# Supplied material start
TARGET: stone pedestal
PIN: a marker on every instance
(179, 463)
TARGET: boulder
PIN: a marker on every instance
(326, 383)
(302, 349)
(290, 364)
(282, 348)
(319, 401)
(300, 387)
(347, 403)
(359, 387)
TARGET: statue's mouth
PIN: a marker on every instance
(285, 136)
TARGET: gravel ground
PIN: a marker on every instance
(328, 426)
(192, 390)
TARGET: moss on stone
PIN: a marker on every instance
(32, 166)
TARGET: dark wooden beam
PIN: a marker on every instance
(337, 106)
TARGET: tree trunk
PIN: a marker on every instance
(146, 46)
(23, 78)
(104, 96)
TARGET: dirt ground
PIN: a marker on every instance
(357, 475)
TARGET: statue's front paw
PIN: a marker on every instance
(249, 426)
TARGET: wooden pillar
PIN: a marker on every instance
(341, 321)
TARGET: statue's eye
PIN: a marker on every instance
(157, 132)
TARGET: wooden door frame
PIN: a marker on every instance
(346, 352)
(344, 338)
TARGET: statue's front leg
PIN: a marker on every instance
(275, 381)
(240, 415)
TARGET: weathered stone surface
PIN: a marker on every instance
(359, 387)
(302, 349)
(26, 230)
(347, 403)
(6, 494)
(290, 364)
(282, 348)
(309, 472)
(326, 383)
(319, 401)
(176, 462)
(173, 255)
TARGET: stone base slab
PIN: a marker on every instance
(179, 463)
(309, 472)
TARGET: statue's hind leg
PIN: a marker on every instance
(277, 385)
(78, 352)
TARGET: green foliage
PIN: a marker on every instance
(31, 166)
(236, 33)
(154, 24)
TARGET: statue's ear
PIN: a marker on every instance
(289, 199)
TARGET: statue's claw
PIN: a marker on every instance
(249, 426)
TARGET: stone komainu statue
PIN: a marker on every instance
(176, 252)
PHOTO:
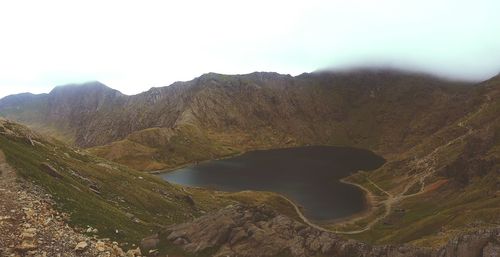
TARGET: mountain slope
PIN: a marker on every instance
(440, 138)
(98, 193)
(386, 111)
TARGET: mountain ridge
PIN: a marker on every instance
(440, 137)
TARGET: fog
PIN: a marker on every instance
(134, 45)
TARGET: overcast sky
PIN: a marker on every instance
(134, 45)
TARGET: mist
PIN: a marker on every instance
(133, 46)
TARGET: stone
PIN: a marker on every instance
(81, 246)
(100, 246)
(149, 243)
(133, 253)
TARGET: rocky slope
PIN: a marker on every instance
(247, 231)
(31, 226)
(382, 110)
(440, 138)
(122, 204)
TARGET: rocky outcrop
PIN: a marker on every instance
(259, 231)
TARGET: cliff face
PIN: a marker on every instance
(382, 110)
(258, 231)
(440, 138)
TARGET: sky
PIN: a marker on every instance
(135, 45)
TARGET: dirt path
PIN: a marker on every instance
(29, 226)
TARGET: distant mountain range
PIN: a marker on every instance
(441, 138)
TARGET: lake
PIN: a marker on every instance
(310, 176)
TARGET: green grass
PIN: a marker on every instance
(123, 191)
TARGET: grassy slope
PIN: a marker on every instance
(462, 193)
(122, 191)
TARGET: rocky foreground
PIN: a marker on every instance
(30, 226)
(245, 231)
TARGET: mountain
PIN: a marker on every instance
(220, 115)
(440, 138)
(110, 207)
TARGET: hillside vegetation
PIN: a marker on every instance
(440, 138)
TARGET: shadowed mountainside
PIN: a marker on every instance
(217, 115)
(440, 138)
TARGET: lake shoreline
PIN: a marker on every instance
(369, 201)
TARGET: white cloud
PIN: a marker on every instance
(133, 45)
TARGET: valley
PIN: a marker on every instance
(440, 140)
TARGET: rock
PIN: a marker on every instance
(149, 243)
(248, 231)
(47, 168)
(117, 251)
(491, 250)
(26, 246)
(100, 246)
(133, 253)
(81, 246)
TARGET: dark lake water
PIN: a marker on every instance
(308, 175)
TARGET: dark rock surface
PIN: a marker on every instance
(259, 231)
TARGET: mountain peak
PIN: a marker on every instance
# Supplied material end
Write out the entries from the line with "TARGET: dark rock surface" through the end of the entries, both ends included, and keep every line. Shift each answer's coordinates by adding 103 to both numbers.

TARGET: dark rock surface
PIN: a marker on every instance
(362, 334)
TARGET: mountain peak
PIN: a marker on every instance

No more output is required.